Tasks and exercises:
**A)** Shorten the paragraph of the review that begins "The last century was probably," keeping its main facts.
**B)** Write the next few sentences of the review of The Rest is Noise, picking up after its final sentence.

Document:
>> BEGIN
Peter Conrad 

Listen to that siren solo …

Alex Ross's The Rest is Noise is a fascinating survey of the cacophony of the 20th century, says Peter Conrad
  
  

The Rest is Noise by Alex Ross
Buy The Rest is Noise at the Guardian bookshop Photograph: Public domain

The Rest is Noise: Listening to the Twentieth Century

by Alex Ross

Fourth Estate £20, pp624

For Hamlet, that incorrigible talker, the rest is silence. When he says this, he means that he is ready to die and his last words fade into unheard music as flights of angels sing him a lullaby. Death is quiet, which is why the loquacious Hamlet fears it. But life is noisy and the title of Alex Ross's musical history, rewriting Hamlet's expiring sigh, welcomes cacophony.

The last century was probably the most murderous instalment of human history so far; it was also the loudest, brutally percussive and mechanically brazen. Listening to the decades as they stomp by, Ross, music critic of the New Yorker, anthologises the uproar. Modernity in music begins, he believes, with the premiere of Strauss's Salome in 1905; the opera concludes with howling horns, shrieking woodwinds and thumping timpani as Herod's soldiers batter the nymphet beneath their shields in 'eight bars of noise'. Italian Futurist Luigi Russolo calls for a 'music of noise, free to roar, screech, bang and groan - an untempered, intemperate outcry'.
>> END
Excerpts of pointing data
>> BEGIN
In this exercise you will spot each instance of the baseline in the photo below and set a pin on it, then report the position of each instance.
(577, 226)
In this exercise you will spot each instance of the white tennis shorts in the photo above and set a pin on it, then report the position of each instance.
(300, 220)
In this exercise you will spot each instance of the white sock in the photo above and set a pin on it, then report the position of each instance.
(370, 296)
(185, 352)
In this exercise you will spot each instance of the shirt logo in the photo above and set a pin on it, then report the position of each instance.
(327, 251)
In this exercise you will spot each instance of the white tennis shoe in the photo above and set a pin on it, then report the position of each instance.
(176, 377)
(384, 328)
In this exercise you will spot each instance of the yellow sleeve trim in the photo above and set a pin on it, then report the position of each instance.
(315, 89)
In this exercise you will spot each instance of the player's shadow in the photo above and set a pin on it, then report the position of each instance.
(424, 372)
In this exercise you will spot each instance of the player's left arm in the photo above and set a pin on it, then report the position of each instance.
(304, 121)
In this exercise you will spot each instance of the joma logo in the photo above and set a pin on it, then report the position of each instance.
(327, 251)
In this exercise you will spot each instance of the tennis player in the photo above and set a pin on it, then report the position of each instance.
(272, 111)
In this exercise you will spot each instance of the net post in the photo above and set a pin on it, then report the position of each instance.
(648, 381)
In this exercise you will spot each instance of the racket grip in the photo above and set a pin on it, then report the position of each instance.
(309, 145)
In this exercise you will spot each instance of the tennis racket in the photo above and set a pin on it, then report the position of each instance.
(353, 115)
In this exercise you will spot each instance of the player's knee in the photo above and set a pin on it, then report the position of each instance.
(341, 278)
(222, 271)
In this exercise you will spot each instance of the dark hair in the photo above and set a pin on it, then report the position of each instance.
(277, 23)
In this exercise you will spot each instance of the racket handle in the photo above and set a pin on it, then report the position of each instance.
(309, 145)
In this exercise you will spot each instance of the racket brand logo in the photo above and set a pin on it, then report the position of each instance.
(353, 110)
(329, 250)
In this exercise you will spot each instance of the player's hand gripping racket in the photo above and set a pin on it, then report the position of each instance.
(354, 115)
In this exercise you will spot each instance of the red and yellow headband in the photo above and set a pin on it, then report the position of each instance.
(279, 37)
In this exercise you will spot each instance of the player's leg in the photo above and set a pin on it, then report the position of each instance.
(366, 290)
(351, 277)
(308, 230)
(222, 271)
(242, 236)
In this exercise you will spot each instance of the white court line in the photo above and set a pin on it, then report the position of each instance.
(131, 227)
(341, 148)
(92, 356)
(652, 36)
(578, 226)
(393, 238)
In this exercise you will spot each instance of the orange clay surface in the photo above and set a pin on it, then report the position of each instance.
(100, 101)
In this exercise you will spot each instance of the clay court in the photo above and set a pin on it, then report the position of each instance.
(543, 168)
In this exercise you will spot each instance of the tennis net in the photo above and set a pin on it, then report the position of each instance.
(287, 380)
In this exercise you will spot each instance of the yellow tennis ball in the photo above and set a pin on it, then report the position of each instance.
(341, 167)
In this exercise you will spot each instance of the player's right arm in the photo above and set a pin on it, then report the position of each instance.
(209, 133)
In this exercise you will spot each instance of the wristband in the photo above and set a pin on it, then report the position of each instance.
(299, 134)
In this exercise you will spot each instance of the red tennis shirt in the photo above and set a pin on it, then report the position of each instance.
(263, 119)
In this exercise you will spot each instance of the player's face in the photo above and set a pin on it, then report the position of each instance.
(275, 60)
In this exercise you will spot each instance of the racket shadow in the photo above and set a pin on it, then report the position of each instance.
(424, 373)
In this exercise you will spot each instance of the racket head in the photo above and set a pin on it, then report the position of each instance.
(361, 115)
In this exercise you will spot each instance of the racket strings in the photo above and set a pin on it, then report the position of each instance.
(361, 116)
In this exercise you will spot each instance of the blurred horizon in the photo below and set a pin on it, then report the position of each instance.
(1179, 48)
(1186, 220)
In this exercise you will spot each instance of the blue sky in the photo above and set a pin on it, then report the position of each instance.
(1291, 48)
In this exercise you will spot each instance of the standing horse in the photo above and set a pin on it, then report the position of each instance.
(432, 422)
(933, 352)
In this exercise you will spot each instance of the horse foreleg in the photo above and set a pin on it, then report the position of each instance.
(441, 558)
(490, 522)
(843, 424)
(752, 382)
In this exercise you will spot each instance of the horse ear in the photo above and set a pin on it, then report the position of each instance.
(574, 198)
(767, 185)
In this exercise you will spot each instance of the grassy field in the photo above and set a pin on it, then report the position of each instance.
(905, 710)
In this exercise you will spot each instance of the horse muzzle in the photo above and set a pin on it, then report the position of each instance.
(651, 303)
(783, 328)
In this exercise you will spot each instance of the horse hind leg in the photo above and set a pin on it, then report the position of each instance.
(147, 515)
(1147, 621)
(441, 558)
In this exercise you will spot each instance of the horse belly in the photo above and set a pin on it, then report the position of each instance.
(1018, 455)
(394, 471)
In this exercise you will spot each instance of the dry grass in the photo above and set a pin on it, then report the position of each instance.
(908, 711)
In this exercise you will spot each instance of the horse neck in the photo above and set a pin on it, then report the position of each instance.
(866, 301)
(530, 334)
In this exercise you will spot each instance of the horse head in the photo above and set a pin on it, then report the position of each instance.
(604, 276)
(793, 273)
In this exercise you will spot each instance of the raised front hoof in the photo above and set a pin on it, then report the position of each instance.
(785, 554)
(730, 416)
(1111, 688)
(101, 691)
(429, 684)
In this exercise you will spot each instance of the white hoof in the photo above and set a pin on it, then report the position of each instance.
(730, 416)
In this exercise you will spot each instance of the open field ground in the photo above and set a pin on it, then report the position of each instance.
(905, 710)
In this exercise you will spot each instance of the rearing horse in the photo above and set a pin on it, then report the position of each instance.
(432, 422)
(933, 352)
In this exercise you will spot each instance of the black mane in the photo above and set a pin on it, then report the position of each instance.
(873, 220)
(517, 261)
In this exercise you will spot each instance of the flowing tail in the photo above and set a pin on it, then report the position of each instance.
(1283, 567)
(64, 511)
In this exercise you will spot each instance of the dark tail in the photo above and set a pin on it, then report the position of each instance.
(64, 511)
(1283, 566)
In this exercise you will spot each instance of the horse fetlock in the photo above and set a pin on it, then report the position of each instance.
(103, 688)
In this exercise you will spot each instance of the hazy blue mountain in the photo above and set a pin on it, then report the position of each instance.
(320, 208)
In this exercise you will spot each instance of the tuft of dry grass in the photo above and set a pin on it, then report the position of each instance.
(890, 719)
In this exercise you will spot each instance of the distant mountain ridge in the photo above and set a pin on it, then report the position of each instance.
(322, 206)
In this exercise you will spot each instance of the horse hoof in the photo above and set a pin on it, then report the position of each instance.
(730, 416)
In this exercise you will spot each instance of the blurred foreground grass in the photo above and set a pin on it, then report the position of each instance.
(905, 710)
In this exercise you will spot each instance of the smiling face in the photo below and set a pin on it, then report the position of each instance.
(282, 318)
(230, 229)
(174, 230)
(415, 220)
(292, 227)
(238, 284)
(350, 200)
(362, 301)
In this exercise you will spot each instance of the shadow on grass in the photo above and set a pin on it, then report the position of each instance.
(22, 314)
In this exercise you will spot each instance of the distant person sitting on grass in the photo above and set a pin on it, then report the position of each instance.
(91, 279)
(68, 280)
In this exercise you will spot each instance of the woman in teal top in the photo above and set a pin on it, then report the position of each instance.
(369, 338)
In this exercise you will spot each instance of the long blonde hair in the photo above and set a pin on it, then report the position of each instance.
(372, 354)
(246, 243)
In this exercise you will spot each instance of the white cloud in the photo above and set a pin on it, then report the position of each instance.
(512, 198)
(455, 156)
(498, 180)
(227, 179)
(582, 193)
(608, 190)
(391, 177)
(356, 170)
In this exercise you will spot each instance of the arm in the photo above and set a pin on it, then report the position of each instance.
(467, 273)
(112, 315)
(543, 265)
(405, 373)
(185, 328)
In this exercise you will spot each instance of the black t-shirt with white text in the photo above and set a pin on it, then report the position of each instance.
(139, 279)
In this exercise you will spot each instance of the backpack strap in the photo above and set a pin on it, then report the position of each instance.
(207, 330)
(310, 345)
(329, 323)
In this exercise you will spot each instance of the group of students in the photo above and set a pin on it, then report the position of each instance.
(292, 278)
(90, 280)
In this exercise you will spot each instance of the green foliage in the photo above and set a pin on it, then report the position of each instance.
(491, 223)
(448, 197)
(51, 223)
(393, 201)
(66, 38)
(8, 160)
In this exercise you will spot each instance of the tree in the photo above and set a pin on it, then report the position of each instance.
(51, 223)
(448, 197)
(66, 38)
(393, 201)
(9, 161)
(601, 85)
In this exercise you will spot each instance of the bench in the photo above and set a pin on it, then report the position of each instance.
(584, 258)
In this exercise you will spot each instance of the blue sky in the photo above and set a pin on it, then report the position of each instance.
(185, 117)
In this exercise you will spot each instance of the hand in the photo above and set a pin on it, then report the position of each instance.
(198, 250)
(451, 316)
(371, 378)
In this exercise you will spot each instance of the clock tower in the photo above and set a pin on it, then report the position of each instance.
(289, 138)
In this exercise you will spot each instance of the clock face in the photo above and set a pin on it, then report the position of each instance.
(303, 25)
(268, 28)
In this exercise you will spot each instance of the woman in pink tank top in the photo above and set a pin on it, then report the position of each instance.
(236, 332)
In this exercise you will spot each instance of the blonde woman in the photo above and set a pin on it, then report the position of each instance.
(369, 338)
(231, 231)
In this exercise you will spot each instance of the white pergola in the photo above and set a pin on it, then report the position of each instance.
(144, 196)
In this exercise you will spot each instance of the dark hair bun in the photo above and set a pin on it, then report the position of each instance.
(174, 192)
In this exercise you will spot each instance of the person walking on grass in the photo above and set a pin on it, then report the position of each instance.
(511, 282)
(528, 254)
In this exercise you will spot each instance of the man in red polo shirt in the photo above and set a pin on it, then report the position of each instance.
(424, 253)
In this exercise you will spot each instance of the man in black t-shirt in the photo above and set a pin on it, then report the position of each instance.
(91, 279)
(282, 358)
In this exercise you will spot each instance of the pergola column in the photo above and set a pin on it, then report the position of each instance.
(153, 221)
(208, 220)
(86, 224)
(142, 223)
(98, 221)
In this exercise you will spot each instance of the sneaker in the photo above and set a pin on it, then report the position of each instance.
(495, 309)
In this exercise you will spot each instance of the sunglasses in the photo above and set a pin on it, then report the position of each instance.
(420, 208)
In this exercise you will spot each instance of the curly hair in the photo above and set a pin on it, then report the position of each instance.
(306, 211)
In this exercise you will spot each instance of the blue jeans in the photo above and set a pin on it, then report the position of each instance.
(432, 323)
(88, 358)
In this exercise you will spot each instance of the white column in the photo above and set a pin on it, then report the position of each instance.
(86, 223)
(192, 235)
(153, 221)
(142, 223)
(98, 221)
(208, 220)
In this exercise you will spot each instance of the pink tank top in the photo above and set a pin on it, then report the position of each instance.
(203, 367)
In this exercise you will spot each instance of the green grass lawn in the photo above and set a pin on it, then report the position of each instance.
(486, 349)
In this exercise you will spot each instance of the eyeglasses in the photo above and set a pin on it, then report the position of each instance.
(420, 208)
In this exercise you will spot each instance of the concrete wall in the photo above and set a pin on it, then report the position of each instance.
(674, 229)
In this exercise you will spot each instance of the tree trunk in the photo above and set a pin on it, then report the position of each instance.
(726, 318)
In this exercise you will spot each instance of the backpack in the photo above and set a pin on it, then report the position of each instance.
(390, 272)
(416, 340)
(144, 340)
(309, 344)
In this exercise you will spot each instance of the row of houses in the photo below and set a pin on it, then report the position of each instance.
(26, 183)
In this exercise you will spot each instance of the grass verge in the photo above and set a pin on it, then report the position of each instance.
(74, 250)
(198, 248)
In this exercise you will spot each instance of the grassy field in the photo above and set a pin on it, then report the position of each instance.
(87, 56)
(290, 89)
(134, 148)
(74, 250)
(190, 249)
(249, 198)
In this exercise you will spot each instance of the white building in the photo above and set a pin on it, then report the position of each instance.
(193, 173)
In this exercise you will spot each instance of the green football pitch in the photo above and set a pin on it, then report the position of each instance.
>> END
Answers by task:
**A)** The 20th century was probably the most murderous and also the loudest stretch of human history. Ross, the New Yorker's music critic, gathers its uproar. He dates musical modernity to the 1905 premiere of Strauss's Salome, which ends with "eight bars of noise" as Herod's soldiers crush the nymphet under their shields. The Italian Futurist Luigi Russolo called for a "music of noise," free to roar, screech, bang and groan.

**B)**
A trombone glissando at the end of Ravel's Rapsodie espagnole makes 'a gloriously rude noise', like the body impolitely expelling wind. Hammerblows concuss Mahler's sixth symphony. Even the abrupt silences of Webern, as Ross beautifully puts it, 'smack the ears like thunder', while the 'monstrous chord' that mimes Jack the Ripper's slaughter of the heroine in Berg's Lulu 'falls with terrible swiftness, stabbing at our ears'. We have drums of our own, deep in those aural cavities; music like this seems determined to perforate them.

Reading Ross's obstreperous chronicle can leave you with a headache. Two unsynchronised marching bands playing different tunes at different tempi rampage through a New England village in a piece by Charles Ives. Honking car horns blare in the urban soundscape of Bartok's Miraculous Mandarin. Edgard Varèse's Amériques augments the orchestra with a siren borrowed from the New York fire brigade.

Magnus Lindberg in Kraft uses scrap metal as percussion and gives the conductor a whistle to blow, like a harassed referee on the football field, while John Cage deploys hubcaps and spring coils from junked cars as musical instruments and David Tudor belabours the keyboard of the piano with boxing gloves. More balefully, Shostakovich, in his 13th symphony, orchestrates the fatal, discordant knock on the door that he, as a seditious artist terrorised by a totalitarian regime, waited for every anxious night of his life.

At times, the noise is produced by an infuriated audience. Stravinsky's Rite of Spring provokes a riot in 1913, and when Steve Reich's Four Organs is performed in New York in 1973, an elderly woman strides to the front of the hall, removes her shoe and bludgeons the lip of the stage with it, demanding that the ruckus stop.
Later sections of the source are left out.